Point-per-instance localization data:
_ _ _ _
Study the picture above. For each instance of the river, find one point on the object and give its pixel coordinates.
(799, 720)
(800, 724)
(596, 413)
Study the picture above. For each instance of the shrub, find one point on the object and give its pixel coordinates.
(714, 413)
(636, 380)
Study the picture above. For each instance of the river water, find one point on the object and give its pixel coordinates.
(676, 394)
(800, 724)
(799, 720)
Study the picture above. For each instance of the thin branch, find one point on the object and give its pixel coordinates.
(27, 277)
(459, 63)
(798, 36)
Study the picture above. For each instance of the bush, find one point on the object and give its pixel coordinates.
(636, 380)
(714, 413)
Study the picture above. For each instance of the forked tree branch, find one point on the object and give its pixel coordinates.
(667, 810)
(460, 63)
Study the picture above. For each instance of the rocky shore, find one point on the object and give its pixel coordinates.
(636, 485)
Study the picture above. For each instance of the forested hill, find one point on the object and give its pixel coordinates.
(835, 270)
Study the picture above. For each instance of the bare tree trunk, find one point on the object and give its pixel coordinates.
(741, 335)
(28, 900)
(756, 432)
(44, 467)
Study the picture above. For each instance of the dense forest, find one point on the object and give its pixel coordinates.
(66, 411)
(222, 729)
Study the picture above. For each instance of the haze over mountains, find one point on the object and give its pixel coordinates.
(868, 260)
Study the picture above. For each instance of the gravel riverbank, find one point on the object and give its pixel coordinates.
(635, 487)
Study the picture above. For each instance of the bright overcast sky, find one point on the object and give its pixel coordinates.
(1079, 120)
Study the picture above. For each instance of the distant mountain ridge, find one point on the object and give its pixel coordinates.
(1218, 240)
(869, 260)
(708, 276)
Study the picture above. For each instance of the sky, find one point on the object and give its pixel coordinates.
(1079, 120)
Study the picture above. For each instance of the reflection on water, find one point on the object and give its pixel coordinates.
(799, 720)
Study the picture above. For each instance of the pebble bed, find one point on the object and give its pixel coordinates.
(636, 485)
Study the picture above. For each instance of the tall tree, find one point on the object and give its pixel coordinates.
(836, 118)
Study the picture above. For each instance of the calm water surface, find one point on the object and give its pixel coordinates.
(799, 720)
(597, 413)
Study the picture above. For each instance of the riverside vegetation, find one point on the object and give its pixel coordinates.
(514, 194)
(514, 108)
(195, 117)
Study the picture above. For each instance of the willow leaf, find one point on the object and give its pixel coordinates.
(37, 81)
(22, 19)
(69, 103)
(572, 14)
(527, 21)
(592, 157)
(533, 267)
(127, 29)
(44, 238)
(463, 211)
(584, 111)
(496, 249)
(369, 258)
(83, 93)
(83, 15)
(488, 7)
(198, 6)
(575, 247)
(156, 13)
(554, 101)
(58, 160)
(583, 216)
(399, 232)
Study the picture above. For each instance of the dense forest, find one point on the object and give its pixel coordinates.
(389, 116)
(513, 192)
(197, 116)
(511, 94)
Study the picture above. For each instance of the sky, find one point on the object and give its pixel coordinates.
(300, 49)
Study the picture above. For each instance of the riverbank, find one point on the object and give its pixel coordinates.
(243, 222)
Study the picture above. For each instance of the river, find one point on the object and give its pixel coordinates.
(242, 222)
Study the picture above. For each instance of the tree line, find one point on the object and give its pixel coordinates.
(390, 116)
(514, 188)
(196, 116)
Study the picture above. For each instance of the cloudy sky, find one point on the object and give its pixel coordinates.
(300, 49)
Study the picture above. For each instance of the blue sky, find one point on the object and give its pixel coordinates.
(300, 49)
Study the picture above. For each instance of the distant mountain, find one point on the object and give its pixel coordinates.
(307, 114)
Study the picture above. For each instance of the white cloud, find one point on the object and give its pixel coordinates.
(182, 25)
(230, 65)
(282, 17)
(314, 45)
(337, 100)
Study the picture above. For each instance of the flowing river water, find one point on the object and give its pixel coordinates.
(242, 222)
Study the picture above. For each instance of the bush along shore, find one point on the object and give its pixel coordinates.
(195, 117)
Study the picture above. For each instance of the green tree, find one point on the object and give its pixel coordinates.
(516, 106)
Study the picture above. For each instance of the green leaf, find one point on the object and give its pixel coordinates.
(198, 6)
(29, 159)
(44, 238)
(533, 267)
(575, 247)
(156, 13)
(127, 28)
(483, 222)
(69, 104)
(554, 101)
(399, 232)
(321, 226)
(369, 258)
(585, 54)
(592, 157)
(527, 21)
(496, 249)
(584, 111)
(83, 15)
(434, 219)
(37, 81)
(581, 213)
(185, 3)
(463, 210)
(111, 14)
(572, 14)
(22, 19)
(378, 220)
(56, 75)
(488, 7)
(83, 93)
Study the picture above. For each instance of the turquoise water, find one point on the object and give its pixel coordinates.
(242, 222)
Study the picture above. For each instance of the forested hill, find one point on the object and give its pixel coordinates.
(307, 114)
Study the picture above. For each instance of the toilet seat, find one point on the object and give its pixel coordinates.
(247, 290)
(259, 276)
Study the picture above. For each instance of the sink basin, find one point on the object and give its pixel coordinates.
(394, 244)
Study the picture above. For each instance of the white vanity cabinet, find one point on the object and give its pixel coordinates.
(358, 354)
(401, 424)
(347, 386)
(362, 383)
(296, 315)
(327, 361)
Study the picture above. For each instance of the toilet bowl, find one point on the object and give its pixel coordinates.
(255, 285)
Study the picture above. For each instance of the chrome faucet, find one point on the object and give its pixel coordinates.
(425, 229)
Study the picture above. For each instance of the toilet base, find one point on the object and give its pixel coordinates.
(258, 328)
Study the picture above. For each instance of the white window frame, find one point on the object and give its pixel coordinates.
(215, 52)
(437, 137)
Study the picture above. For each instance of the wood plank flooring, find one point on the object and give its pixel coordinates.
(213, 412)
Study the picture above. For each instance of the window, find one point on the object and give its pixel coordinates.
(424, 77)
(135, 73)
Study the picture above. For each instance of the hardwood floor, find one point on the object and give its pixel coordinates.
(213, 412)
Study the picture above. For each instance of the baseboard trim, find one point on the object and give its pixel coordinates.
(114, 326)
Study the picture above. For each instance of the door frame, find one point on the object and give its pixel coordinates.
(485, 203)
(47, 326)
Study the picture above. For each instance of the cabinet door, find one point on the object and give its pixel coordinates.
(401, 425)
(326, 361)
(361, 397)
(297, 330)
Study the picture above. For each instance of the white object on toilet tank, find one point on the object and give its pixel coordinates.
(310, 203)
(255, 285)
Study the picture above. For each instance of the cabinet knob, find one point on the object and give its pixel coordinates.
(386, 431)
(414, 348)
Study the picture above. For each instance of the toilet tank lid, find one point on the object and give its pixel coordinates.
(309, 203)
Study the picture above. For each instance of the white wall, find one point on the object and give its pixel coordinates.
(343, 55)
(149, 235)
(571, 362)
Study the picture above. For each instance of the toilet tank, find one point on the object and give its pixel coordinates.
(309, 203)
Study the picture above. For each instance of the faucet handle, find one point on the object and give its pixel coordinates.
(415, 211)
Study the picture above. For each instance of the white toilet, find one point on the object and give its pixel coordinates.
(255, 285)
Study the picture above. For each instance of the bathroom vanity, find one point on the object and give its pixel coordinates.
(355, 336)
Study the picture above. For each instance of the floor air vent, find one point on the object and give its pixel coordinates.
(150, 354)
_ _ _ _
EXERCISE BRIEF:
Each line in the data is to be written out precisely.

SOLUTION:
Study the picture above. For each instance of the river, find one point on the object and give its pixel coordinates.
(799, 720)
(800, 724)
(596, 413)
Study the picture above. For each instance of the shrub, find one point on the object and give its pixel coordinates.
(714, 413)
(636, 380)
Study the picture above. For each instance of the river water, find one point on the object and give its pixel coordinates.
(676, 394)
(800, 724)
(799, 720)
Study the picture above. For each instance of the thin branch, find one point on the object and give its pixel coordinates.
(27, 277)
(459, 63)
(798, 36)
Study the picture above. For each instance of the bush, find one point on the object and give its pixel coordinates.
(636, 380)
(714, 413)
Study the picture above. For each instance of the forked tree branch, find one point on the object and give its pixel coordinates.
(667, 810)
(460, 63)
Study the picture above. For each instance of the rocky shore, find one point on the object and give its pixel coordinates.
(636, 485)
Study the picture above. For each instance of the forested hill, find one point on the object and give its pixel coordinates.
(835, 270)
Study the picture above. For each instance of the bare tree trunk, find one point on the object and give its pixel coordinates.
(741, 335)
(28, 900)
(756, 432)
(44, 467)
Study the picture above. For each instance of the dense forest, find one point on the object and give its pixel coordinates.
(66, 411)
(222, 729)
Study the picture above. For each instance of the haze over mountains, find one point on the object and give its pixel coordinates.
(868, 260)
Study the picture above. For each instance of the gravel riverbank, find one point on the object and give its pixel coordinates.
(635, 487)
Study the picture above. For each instance of the bright overcast sky, find one point on the object and give its pixel coordinates.
(1079, 120)
Study the picture above. For each instance of the distant mountain ridge, find one point on the object and give its pixel coordinates.
(1218, 240)
(869, 260)
(708, 276)
Study the picture above. For each instance of the sky, find one point on the object and give its pixel coordinates.
(1079, 120)
Study the picture above. For each instance of the reflection on water, find one point on the object and give its pixel coordinates.
(799, 720)
Study the picture above. For each instance of the pebble bed, find one point on the object and give its pixel coordinates.
(636, 485)
Study the picture above. For each instance of the tall tree, find one point on the object and give its pixel coordinates.
(836, 118)
Study the picture above. For each instance of the calm water surface, find one point on the object and give its pixel coordinates.
(799, 720)
(597, 413)
Study the picture above. For each instance of the riverside vegetation, find one point on the object and give its pixel coordinates.
(514, 194)
(514, 108)
(195, 117)
Study the picture above. For each instance of the willow leaf, find one point on the object and give its pixel coordinates.
(37, 81)
(22, 19)
(69, 103)
(572, 14)
(527, 21)
(592, 157)
(533, 267)
(127, 29)
(44, 238)
(463, 211)
(584, 111)
(496, 249)
(369, 258)
(83, 93)
(83, 15)
(488, 7)
(198, 6)
(575, 247)
(156, 13)
(554, 101)
(58, 160)
(583, 216)
(399, 232)
Study the picture above. For each instance of the dense forest, find one point on the object and give its pixel coordinates.
(389, 116)
(513, 192)
(197, 116)
(511, 94)
Study the picture above. For each instance of the sky, find one point on the object and give its pixel coordinates.
(300, 49)
Study the picture above. For each instance of the riverbank, find one point on the object and give its pixel coordinates.
(243, 222)
Study the picture above. For each instance of the river, find one point on the object and give its pixel coordinates.
(242, 222)
Study the picture above. For each instance of the tree line, find one point on the object and give its pixel coordinates.
(390, 116)
(514, 188)
(196, 116)
Study the picture above. For each instance of the cloudy sky, find one point on the object and give its pixel coordinates.
(300, 49)
Study the picture above. For each instance of the blue sky, find one point on the object and give its pixel coordinates.
(300, 49)
Study the picture above. For each instance of the distant mountain, find one point on the object and give its pixel coordinates.
(307, 114)
Study the picture above. For each instance of the white cloud, find one point on the object and give its pixel coordinates.
(182, 25)
(230, 65)
(282, 17)
(314, 45)
(337, 100)
Study the picture above. For each instance of the flowing river water, find one point on the object and give its pixel coordinates.
(242, 222)
Study the picture above. For each instance of the bush along shore, find one point on the object and give its pixel coordinates.
(195, 117)
Study the picture above. For each instance of the green tree, find one point on the object and give its pixel coordinates.
(516, 106)
Study the picture above. For each instance of the green leaf, find one point on the object and give its pixel coordinates.
(198, 6)
(29, 159)
(44, 238)
(533, 267)
(575, 247)
(156, 13)
(127, 28)
(483, 222)
(69, 104)
(554, 101)
(399, 232)
(321, 226)
(369, 258)
(585, 54)
(592, 157)
(527, 21)
(496, 249)
(584, 111)
(83, 15)
(434, 219)
(37, 81)
(581, 213)
(185, 3)
(463, 210)
(111, 14)
(572, 14)
(22, 19)
(378, 220)
(56, 75)
(488, 7)
(83, 93)
Study the picture above. For each instance of the turquoise water, find one point on the object and give its pixel coordinates.
(242, 222)
Study the picture above. For each instance of the forested hill, find one point on the object and give its pixel coordinates.
(307, 114)
Study the picture above. For each instance of the toilet seat, find one point on the object and give its pixel coordinates.
(247, 290)
(259, 276)
Study the picture above. For each instance of the sink basin, find one point on the object and give its pixel coordinates.
(394, 244)
Study the picture above. For each instance of the white vanity cabinet, find one point on the object and give its pixel coordinates.
(358, 354)
(401, 424)
(347, 386)
(362, 383)
(296, 315)
(327, 361)
Study the picture above. For each instance of the toilet bowl, find one point on the object and give its pixel coordinates.
(255, 285)
Study the picture above. For each instance of the chrome faucet, find one point on the object and give its pixel coordinates.
(425, 229)
Study the picture above. For each instance of the toilet base, find one point on the object and give its pixel coordinates.
(258, 328)
Study the picture above. For each instance of the white window frame, find one point on the object and give its pixel coordinates.
(215, 52)
(437, 137)
Study the picture above. For each instance of the wood plank flooring, find one point on the object and give its pixel coordinates.
(213, 412)
Study the picture above. For each instance of the window, find one point on the object and give its pixel coordinates.
(424, 77)
(135, 73)
Study the picture above. For each instance of the hardwood floor, find one point on the object and give its pixel coordinates.
(213, 412)
Study the picture above. For each instance of the baseboard trim, find one point on the object and give its pixel coordinates.
(114, 326)
Study the picture above. For each instance of the door frame, find one point on the object and give its pixel coordinates.
(485, 203)
(47, 326)
Study the picture above. For each instance of the cabinet door, find one point on the object and give its pixel coordinates.
(401, 425)
(326, 361)
(361, 397)
(297, 330)
Study the picture above. For each instance of the white object on toilet tank, find one point on the object and give its pixel coordinates.
(310, 203)
(255, 285)
Study the picture above. For each instance of the cabinet knob, find one point on the object and give its pixel coordinates.
(386, 431)
(414, 348)
Study the picture above. For each instance of the toilet tank lid, find one point on the object and give its pixel coordinates.
(309, 203)
Study the picture above. For each instance of the white wall, find one point on the object and give its pixel coordinates.
(343, 55)
(149, 235)
(571, 362)
Study the picture above. For each instance of the toilet tank, find one point on the object and give its pixel coordinates.
(309, 203)
Study the picture above. For each instance of the faucet handle, find one point on the object and give its pixel coordinates.
(415, 211)
Study the picture above. For each instance of the white toilet, find one point on the object and give its pixel coordinates.
(255, 285)
Study the picture above. For each instance of the bathroom vanity, find one point on the object and give its pixel coordinates.
(355, 336)
Study the picture above. For each instance of the floor air vent, find one point on the object and give its pixel coordinates.
(150, 354)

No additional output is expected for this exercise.